Provided entries Block Start

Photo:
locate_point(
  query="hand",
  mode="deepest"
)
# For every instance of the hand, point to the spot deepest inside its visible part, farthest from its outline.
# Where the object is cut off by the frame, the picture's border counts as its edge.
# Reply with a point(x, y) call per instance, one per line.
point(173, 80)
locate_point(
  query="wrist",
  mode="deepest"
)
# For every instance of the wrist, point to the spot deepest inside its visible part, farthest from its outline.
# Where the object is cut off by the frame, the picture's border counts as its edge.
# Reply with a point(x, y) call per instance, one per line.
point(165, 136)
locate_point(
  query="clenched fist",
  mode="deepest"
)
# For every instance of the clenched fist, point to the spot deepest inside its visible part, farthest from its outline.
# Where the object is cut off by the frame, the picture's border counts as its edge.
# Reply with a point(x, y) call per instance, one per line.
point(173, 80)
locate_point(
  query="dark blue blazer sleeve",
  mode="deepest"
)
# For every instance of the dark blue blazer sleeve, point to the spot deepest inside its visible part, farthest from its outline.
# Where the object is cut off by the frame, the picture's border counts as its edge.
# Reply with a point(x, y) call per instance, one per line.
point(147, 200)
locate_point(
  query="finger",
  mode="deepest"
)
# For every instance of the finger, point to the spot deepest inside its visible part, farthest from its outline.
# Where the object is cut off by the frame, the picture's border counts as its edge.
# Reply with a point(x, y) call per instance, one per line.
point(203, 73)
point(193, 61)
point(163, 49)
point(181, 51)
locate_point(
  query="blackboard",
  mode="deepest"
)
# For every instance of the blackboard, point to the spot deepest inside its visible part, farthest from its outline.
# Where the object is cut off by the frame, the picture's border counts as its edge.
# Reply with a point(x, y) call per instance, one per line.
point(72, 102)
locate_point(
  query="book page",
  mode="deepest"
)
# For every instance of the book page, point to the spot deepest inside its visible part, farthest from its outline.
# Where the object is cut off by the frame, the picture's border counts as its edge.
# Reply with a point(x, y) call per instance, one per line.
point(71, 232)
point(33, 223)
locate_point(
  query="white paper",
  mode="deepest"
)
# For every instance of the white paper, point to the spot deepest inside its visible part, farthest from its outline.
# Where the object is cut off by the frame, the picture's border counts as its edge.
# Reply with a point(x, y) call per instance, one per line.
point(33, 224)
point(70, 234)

Provided entries Block End

• **About this exercise**
Transcribe only the trailing portion of the entries above: the line that contains "# For every instance of the dark" and each line after it.

• **Answer below**
# For every instance of the dark blue blazer sleeve, point to the spot deepest inside its visible part, farthest from its outline.
# Where the object is cut off by the frame, the picture's border counts as its edge.
# Reply with a point(x, y) call per instance, one per line.
point(147, 200)
locate_point(
  query="finger",
  mode="deepest"
)
# For every instance of the finger, point to the spot deepest inside its visible part, farthest from its outline.
# Where the object is cut off by the frame, the picture's border counts as its edge.
# Reply with a point(x, y) call per instance, one per line.
point(203, 73)
point(193, 61)
point(163, 49)
point(181, 51)
locate_point(
  query="blackboard",
  mode="deepest"
)
# For every instance of the blackboard, point to the spot deepest inside its visible part, farthest from its outline.
# Where the object is cut off by the frame, the picture's border counts as its edge.
# Reply with a point(x, y) call per instance, one per line.
point(72, 102)
locate_point(
  query="book page",
  mode="deepest"
)
# For every instance of the book page, point to the spot deepest inside its visible part, farthest from its outline.
# Where the object is cut off by the frame, the picture's border counts as its edge.
# Reply with a point(x, y) call per instance, one per line.
point(71, 232)
point(33, 223)
locate_point(
  query="white paper",
  mode="deepest"
)
# For every instance of the white paper, point to the spot deepest inside its visible part, farthest from its outline.
# Where the object is cut off by the frame, the picture's border counts as its edge.
# Reply with a point(x, y) call per instance, one per line.
point(33, 224)
point(70, 234)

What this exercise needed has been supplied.